Start of Block

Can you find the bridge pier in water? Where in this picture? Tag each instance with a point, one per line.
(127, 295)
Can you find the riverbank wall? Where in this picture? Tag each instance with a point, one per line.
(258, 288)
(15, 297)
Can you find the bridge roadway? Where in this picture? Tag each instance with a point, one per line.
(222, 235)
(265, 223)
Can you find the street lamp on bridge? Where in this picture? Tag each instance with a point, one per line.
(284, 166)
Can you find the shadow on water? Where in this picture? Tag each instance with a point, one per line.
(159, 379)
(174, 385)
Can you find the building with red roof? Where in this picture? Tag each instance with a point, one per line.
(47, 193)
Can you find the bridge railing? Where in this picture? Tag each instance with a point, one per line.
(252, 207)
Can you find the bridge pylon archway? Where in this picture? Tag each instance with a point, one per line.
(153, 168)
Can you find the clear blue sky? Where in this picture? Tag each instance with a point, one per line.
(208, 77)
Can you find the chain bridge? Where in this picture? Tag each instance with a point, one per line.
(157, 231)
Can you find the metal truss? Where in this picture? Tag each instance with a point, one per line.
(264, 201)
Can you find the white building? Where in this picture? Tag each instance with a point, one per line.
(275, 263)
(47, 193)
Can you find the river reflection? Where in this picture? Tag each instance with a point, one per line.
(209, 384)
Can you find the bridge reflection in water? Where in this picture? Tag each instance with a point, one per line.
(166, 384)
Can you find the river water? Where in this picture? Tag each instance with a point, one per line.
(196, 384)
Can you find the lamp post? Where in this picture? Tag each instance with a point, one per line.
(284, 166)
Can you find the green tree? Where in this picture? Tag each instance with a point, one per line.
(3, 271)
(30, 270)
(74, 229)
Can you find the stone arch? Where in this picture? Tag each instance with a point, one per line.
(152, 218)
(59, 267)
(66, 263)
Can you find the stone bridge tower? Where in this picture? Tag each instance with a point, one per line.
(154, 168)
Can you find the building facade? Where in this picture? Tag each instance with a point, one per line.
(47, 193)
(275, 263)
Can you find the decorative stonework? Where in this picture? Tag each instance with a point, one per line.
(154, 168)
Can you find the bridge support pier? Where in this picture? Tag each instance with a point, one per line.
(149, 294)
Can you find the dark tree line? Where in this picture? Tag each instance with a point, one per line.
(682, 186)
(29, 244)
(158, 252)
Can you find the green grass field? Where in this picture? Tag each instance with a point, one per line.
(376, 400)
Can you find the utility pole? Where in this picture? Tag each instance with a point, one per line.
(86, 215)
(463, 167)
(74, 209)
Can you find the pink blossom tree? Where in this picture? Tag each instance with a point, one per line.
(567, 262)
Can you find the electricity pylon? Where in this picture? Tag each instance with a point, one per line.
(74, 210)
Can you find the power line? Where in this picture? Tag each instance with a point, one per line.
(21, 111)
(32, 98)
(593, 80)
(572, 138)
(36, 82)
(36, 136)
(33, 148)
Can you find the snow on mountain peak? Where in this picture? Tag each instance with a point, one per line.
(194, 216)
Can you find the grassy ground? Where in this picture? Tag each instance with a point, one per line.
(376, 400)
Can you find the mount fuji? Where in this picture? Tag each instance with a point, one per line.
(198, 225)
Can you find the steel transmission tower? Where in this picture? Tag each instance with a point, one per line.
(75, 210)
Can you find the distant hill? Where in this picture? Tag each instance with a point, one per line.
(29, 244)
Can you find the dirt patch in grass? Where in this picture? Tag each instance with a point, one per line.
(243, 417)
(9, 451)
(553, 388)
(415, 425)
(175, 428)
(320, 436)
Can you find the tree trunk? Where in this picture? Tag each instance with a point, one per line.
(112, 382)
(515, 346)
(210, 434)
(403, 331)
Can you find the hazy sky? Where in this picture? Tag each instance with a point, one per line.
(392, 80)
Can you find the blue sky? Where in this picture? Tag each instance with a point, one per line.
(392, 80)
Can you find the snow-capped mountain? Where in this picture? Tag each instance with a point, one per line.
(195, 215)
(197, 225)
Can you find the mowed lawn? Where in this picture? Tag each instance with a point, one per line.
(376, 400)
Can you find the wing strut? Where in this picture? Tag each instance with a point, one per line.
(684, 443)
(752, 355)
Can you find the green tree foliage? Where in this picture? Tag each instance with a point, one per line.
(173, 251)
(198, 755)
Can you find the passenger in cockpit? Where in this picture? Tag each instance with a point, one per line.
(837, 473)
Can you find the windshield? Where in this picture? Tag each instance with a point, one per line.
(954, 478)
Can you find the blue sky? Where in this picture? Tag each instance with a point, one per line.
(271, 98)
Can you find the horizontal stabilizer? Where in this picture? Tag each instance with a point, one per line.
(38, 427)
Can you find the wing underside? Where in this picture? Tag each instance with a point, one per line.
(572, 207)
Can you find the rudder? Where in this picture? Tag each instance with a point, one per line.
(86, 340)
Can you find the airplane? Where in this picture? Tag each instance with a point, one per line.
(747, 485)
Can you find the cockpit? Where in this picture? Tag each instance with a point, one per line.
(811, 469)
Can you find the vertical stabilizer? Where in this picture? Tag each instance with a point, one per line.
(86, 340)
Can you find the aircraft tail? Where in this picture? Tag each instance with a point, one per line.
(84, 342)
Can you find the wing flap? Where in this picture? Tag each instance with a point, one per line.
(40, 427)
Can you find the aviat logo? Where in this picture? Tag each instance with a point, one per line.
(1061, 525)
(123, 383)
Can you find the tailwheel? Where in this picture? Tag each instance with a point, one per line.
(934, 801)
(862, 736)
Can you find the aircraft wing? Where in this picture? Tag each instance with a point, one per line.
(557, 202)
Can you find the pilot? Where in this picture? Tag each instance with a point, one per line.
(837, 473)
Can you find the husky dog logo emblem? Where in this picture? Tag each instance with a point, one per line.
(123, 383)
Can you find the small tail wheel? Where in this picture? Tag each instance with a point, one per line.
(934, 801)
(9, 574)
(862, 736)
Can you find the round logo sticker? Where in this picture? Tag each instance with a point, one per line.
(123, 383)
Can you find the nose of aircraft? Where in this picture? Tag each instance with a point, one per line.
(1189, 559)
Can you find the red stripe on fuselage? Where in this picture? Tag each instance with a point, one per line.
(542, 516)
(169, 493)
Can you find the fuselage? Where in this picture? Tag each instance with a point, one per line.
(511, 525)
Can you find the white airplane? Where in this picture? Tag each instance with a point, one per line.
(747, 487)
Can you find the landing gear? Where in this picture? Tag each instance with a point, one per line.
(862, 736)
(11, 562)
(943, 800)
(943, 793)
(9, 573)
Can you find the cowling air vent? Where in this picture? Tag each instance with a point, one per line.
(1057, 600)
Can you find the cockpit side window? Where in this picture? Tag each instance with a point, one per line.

End of Block

Exercise brief ▸ Repeat the material above exactly, including every line.

Result for this task ▸
Can you find the bridge pier in water? Where in this picture? Tag each instance with a point, one per line.
(127, 295)
Can you find the riverbank wall? Where in this picture? Tag each instance with a point, one per line.
(258, 288)
(15, 297)
Can you find the bridge roadway? Where in this picture? Tag each instance with a point, one per line.
(222, 235)
(265, 223)
Can you find the street lamp on bridge? Where in this picture? Tag each instance with a point, one per line.
(284, 166)
Can you find the shadow on water? Where in this picture? Tag each instance with a point, one per line.
(159, 379)
(174, 385)
Can you find the building with red roof? Where in this picture? Tag each instance with a point, one per line.
(47, 193)
Can you find the bridge railing? Where in this picture? Tag each instance with a point, one per line.
(252, 207)
Can you find the bridge pylon archway? Where in this picture? Tag each instance with a point, one per line.
(153, 168)
Can you find the clear blue sky? Where in this picture? Tag each instance with a point, one per line.
(208, 77)
Can you find the chain bridge? Where in this picture? Tag each instance with a point, one per line.
(157, 231)
Can you find the metal truss? Where in this picture? Tag each instance with a point, one per line.
(264, 201)
Can you find the white building? Where in this picture? Tag each instance with a point, one per line.
(275, 263)
(47, 193)
Can you find the river reflection? Where in this picture? Tag each instance with a point, one per line.
(209, 384)
Can you find the bridge reflection in water? Where in this picture? Tag each instance with a point, one per line.
(166, 384)
Can you find the river water? Where in this picture? Tag each instance with a point, one per line.
(196, 384)
Can you find the lamp post? Where in this picture? Tag each instance with a point, one per line.
(284, 166)
Can you find the green tree? Where in this picture? Tag each instance with a point, one per line.
(3, 271)
(30, 270)
(74, 229)
Can you find the stone arch? Where in this picture? Tag each instance with a point, one per line.
(152, 218)
(59, 267)
(66, 263)
Can you find the stone bridge tower? Where in this picture? Tag each instance with a point, one per line.
(154, 168)
Can you find the building facade? Where in this picture? Tag each instance with a point, one per line.
(47, 193)
(275, 263)
Can you find the decorative stonework? Where in this picture? Tag each instance with a point, one per line.
(154, 168)
Can you find the bridge support pier? Where in this picture? Tag each instance with a point, one per line.
(149, 294)
Can you find the dark tree line? Where in this picture? Tag each instance with a point, one per line.
(682, 186)
(29, 244)
(158, 252)
Can you find the green grass field? Where in this picture? Tag each instance with a point, one per line.
(376, 400)
Can you find the utility pole? Where in this picture? Tag each instance with a point, one per line.
(86, 215)
(463, 167)
(74, 209)
Can you find the pink blossom tree? Where in this picture? Tag each instance with a point, one per line.
(567, 262)
Can you find the electricity pylon? Where in this picture? Tag each instance with a point, one per line.
(74, 210)
Can you find the power line? Where in this picture? Tag each instance with a point, one per line.
(21, 111)
(32, 98)
(593, 80)
(572, 138)
(36, 82)
(36, 136)
(33, 148)
Can you find the snow on mountain peak? Where in this picture? Tag each instance with a point, one per line.
(194, 216)
Can you find the grassy ground? Where in this picture? Tag each instance with a point, one per line.
(376, 400)
Can you find the mount fuji? Where in this picture? Tag each instance with a point, one per line.
(198, 225)
Can you find the steel transmission tower? Where in this picture? Tag each instance with a point, one per line.
(75, 210)
Can you find the distant hill? Where in this picture? Tag each instance with a point, one per line.
(29, 244)
Can you find the dirt patch in grass? Where in this picture? Tag each instance with a point, one per line.
(243, 417)
(9, 451)
(553, 388)
(415, 425)
(175, 428)
(320, 436)
Can you find the tree trunk? Where in this picture? Tag each instance with a point, one per line.
(112, 382)
(515, 346)
(210, 434)
(403, 331)
Can you find the hazy sky? Where in this picture? Tag each instance with a point, one per line.
(392, 80)
Can you find the blue sky? Where in this picture? Tag each instance with a point, one per line.
(392, 80)
Can you find the snow-capped mountain? Where in this picture? Tag each instance with a point, one per line.
(195, 215)
(197, 225)
Can you find the mowed lawn? Where in this picture? Tag each instance with a point, one per line.
(376, 400)
Can you find the wing strut? Where in this picture? Tag each instance with a point, one per line.
(684, 443)
(752, 355)
Can you find the green tree foliage? Where in this picture? Tag each instance with a point, one per line.
(173, 251)
(198, 755)
Can you find the passenger in cockpit? Where in this picture? Tag each instance with a point, one per line.
(837, 473)
Can you find the windshield? Where in this picture? Tag each instance with a point, one per line.
(954, 478)
Can you find the blue sky? Where in this picture? Tag each instance with a point, one per line.
(271, 98)
Can you find the horizontal stabilizer? Where in this picture? Tag each instance with a point, one per line.
(38, 427)
Can you find the wing underside? Where in this picture? Tag each instance with a point, one per line.
(572, 207)
Can you find the rudder? Where in this picture? Tag each instance with a point, one per line.
(86, 340)
Can you find the airplane? Where in this picture? Tag each instance with a point, one per line.
(747, 485)
Can you find the cockpit? Where in this picture? Tag each instance with a point, one per line.
(811, 469)
Can you find the vertical stabilizer? Where in this picture? Tag each instance with a point, one per line.
(86, 340)
Can you find the aircraft tail? Where in this picture? Tag each instance with a point, one per line.
(84, 342)
Can you find the wing flap? Where in this picture? Tag each instance with a point, one per line.
(40, 427)
Can you find the aviat logo? Where in this picture? Tag each instance with a point, one per line.
(1061, 525)
(123, 383)
Can you find the tailwheel? Where in this picture? Tag each instance with a point, one per line.
(934, 801)
(862, 736)
Can you find the aircraft wing? Where in this picture? Tag each instance with a point, one per line.
(557, 202)
Can you find the pilot? Where in this picture? Tag each instance with a point, one per line.
(837, 473)
Can you find the husky dog logo emblem? Where in this picture? Tag each instance with a point, one per line.
(123, 383)
Can you find the small tail wheel? Where in this picture? Tag each instance with a point, one per line.
(934, 801)
(9, 574)
(862, 736)
Can you find the round logo sticker? Where in this picture? Tag each instance with a point, one per line.
(123, 383)
Can you find the nose of aircraft? Where in this picture? Tag each instance with a point, one per line.
(1189, 559)
Can you find the red stripe on fuselage? Where in this picture? Tag each instance with a point, one per line.
(542, 516)
(169, 493)
Can you find the fuselage? Where in this picture? Tag each instance with a point, one per line.
(511, 525)
Can you find the white airplane? Where in this picture? Tag each instance with a point, one per line.
(747, 487)
Can you find the landing gear? Where in this picture? Tag each instance with a point, one per line.
(862, 736)
(11, 562)
(943, 800)
(943, 793)
(9, 573)
Can you find the cowling air vent? Where in this picture? Tag each instance with a point, one per line.
(1057, 600)
Can you find the cockpit side window? Where in this picture? Tag each instance with a point, one per line.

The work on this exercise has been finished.